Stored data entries
+-------+
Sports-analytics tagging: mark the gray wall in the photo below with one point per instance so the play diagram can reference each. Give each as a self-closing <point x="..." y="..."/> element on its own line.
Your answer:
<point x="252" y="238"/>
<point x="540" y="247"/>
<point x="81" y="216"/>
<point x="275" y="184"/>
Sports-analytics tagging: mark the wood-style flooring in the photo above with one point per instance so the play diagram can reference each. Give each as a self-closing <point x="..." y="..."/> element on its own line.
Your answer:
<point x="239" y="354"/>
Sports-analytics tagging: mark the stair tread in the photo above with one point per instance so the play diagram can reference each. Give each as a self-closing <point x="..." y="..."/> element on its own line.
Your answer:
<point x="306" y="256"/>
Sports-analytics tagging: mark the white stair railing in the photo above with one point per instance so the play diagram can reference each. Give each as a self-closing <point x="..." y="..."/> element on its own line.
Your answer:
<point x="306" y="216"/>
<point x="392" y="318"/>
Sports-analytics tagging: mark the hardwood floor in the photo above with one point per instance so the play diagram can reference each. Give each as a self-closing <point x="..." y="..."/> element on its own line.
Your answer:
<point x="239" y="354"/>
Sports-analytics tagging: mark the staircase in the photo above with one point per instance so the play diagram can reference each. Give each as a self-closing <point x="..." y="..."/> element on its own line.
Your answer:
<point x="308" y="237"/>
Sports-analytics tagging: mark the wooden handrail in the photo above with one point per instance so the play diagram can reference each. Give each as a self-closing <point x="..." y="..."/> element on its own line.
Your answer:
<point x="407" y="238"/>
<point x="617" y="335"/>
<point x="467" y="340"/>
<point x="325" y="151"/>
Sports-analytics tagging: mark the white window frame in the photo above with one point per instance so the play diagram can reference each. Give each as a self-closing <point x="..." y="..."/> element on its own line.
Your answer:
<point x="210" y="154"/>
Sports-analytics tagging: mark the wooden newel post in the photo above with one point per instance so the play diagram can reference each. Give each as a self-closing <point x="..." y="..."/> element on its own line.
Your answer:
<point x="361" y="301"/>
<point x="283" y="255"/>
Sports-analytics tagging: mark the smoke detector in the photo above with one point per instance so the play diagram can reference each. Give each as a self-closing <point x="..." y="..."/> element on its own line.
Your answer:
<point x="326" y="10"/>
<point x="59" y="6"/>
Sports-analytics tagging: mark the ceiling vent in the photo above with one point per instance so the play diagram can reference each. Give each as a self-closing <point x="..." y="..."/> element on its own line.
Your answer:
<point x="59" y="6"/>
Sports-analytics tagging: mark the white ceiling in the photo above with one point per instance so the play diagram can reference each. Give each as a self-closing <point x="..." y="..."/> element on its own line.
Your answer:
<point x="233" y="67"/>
+-------+
Activity ::
Set down the entries above again, word for word.

Written solution ::
Sports-analytics tagging: mark the gray wall in the photo below with one point per instance so the play diagram can reference each. Give each as a self-closing <point x="..." y="..."/> element on its own line.
Your answer:
<point x="252" y="238"/>
<point x="540" y="247"/>
<point x="81" y="216"/>
<point x="275" y="184"/>
Sports-analytics tagging: mark the wood-style flooring in the photo above with one point per instance so the play diagram can reference each. Give each as a self-closing <point x="..." y="..."/> element on its own line.
Your answer:
<point x="239" y="354"/>
Sports-analytics tagging: mark the stair tread in the photo above with one point per instance so the play diagram can reference each. Give each as a self-closing <point x="..." y="..."/> element on its own line.
Your answer:
<point x="306" y="256"/>
Sports-analytics tagging: mark the white stair railing in the photo above with one point per instance so the play diagram can reference each. Give each as a self-closing <point x="..." y="..."/> element on its own line.
Your answer:
<point x="306" y="216"/>
<point x="392" y="318"/>
Sports-analytics tagging: mark the hardwood floor in the photo above with one point per instance so the play diagram can reference each. Give each as a self-closing <point x="..." y="..."/> element on its own line.
Your answer:
<point x="239" y="354"/>
Sports-analytics tagging: mark the staircase in the photo above with one point per instance so the play diagram can reference each. Give each as a self-closing <point x="..." y="..."/> element on its own line.
Your answer:
<point x="308" y="237"/>
Sports-analytics tagging: mark the wooden handrail in the photo above with one point per instance so the play diagram can reference each. Give each as a self-closing <point x="..." y="..."/> element on its own line.
Your answer:
<point x="407" y="238"/>
<point x="617" y="335"/>
<point x="467" y="340"/>
<point x="325" y="151"/>
Sports-analytics tagging: mark the white window frame in the photo above with one point per instance so the play diagram can reference each. Give each as a self-closing <point x="..." y="..."/> element on its own line.
Your answer:
<point x="210" y="154"/>
Sports-analytics tagging: mark the wooden newel post in the photo above with one point per instance so the play diagram can reference each. Give each as a self-closing <point x="..." y="..."/> element on its own line.
Your answer:
<point x="361" y="301"/>
<point x="283" y="255"/>
Sports-analytics tagging: mark the smoke detector in the photo above with one point per instance so the play diagram can reference each. Give each as a self-closing <point x="..." y="..."/> element on its own line.
Your answer:
<point x="326" y="10"/>
<point x="59" y="6"/>
Sports-analytics tagging: mark the ceiling vent in the photo above with one point per instance so the play diagram can reference each. Give each as a self-closing <point x="..." y="..."/> element on its own line.
Your answer:
<point x="59" y="6"/>
Sports-analytics tagging: mark the white ceiling in the photo above with one point per instance so the play diagram can reference each. Give each as a self-closing <point x="..." y="..."/> element on its own line.
Your answer:
<point x="233" y="67"/>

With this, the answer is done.